WHAT IS NEEDED: Copy out every line below that contains the word "tree".
##########
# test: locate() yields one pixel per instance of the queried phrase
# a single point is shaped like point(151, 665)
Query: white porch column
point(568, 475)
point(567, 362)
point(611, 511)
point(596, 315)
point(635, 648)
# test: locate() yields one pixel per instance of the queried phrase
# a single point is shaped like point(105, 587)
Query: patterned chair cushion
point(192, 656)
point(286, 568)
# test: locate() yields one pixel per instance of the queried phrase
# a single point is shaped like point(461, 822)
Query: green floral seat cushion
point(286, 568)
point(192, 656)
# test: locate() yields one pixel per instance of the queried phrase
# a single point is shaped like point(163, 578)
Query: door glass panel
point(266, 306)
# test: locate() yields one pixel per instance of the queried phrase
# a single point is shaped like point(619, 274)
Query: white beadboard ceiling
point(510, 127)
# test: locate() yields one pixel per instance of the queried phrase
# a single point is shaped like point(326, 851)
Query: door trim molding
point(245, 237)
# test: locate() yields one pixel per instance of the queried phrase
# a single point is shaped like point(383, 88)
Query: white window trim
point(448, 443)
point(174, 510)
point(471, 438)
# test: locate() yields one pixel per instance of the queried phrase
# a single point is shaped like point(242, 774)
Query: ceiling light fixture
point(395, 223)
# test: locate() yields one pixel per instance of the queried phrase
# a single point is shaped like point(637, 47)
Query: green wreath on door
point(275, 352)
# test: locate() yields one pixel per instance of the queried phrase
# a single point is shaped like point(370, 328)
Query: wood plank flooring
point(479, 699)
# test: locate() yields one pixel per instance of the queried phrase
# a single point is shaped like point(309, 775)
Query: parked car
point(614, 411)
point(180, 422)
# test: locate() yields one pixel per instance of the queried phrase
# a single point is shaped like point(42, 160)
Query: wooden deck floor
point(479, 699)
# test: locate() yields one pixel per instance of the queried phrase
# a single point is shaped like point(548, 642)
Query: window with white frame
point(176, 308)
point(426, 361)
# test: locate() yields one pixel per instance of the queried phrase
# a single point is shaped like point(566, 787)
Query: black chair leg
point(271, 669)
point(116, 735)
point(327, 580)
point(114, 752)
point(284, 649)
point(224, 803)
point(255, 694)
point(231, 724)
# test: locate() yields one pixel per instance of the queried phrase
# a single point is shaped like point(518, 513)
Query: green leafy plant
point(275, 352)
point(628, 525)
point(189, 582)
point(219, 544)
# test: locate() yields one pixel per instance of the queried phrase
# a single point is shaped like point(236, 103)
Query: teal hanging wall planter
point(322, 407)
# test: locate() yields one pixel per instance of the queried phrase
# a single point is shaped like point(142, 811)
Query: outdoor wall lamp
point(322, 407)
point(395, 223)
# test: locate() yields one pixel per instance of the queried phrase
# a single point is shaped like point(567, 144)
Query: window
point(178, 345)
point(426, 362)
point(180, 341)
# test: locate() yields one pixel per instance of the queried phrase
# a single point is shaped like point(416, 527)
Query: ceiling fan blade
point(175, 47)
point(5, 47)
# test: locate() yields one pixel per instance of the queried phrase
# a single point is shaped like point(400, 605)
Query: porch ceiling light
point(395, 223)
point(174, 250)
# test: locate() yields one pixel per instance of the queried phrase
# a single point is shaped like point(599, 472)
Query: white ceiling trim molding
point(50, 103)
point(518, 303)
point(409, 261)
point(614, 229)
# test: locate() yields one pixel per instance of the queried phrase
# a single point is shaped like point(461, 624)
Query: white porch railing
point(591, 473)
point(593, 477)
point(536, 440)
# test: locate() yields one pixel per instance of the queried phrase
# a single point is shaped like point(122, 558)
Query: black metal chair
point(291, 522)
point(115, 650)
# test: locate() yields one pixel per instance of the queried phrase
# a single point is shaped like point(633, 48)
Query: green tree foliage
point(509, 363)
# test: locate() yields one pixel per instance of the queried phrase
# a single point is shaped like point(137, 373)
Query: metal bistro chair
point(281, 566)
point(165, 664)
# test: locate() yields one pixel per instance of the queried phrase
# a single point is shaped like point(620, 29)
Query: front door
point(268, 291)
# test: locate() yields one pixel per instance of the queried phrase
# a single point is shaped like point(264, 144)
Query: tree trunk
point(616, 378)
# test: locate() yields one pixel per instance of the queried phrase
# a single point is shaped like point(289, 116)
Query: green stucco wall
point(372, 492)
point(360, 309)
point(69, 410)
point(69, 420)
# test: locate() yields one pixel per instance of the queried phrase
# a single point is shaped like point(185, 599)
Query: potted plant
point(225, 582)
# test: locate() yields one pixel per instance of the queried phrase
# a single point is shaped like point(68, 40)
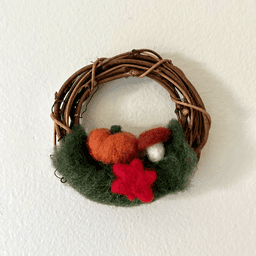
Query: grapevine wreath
point(111, 166)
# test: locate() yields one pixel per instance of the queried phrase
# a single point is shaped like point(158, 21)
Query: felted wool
point(94, 179)
point(155, 152)
point(133, 181)
point(110, 147)
point(153, 136)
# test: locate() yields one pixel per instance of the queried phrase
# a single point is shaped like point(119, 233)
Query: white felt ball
point(155, 152)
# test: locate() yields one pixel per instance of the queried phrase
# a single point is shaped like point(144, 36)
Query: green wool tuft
point(93, 179)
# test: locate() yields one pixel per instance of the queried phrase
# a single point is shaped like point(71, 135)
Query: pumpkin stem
point(115, 129)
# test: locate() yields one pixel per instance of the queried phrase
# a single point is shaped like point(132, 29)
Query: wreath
point(112, 166)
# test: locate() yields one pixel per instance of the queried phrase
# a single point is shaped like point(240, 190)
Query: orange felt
point(112, 148)
point(153, 136)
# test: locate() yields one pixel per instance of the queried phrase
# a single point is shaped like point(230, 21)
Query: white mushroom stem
point(155, 152)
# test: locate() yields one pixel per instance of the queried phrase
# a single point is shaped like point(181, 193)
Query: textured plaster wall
point(43, 42)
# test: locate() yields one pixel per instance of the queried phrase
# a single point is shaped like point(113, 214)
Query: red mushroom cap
point(153, 136)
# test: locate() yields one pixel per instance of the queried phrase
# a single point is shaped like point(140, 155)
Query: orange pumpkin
point(112, 146)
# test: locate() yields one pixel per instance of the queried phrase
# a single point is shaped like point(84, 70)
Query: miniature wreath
point(113, 167)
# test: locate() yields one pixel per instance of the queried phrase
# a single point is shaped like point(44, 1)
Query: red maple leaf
point(133, 181)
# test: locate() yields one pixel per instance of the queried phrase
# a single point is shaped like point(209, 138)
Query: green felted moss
point(93, 179)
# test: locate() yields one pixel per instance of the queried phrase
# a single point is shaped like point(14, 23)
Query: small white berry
point(155, 152)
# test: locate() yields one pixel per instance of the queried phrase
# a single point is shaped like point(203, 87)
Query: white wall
point(44, 42)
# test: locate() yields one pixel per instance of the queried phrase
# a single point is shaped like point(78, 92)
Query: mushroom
point(151, 143)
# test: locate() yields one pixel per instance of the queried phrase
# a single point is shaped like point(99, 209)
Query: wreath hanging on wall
point(112, 166)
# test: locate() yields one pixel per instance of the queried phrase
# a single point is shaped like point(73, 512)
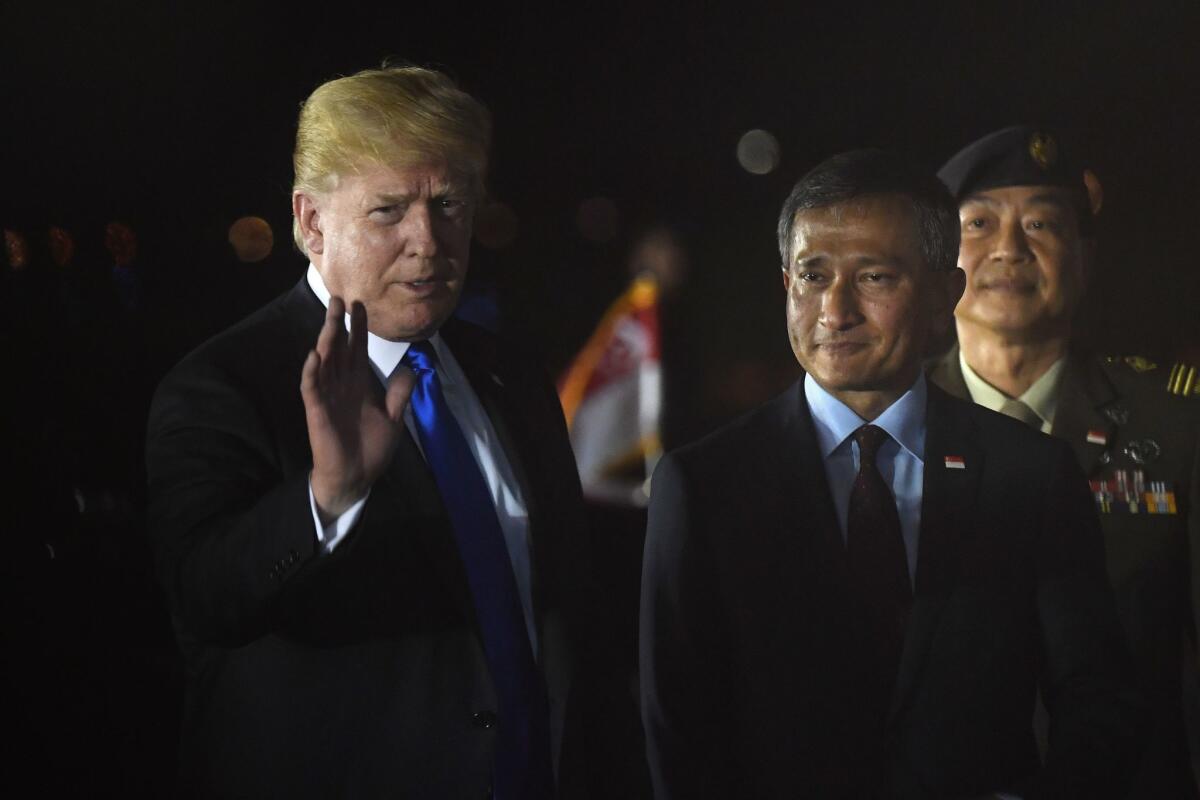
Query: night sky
point(179, 118)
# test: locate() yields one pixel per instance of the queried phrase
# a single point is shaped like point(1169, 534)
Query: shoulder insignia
point(1183, 380)
point(1139, 364)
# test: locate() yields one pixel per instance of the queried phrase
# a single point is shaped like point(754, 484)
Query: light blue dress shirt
point(901, 458)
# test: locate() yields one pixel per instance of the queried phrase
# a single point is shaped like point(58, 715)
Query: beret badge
point(1043, 150)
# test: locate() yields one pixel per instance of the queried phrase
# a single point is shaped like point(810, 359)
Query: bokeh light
point(496, 226)
point(759, 151)
point(252, 239)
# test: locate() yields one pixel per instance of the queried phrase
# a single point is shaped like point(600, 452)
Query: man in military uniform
point(1027, 215)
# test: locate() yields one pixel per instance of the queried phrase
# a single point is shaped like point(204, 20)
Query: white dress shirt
point(493, 463)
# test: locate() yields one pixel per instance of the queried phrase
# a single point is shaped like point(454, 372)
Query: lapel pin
point(1144, 451)
point(1117, 413)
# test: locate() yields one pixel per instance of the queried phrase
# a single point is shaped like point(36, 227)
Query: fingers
point(331, 340)
point(309, 376)
point(400, 389)
point(358, 342)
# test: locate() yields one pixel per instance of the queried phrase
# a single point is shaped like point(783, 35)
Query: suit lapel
point(948, 499)
point(406, 494)
point(1084, 400)
point(810, 542)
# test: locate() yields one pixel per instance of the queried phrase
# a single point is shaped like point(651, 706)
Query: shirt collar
point(904, 420)
point(384, 354)
point(1042, 396)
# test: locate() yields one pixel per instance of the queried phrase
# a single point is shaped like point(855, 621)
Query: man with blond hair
point(365, 512)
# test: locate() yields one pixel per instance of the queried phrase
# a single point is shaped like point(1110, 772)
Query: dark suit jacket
point(748, 655)
point(1151, 558)
point(359, 673)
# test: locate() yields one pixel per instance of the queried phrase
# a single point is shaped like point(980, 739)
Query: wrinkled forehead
##########
RESULT FOR THIS EXERCISE:
Query: green tree foliage
Query: tree trunk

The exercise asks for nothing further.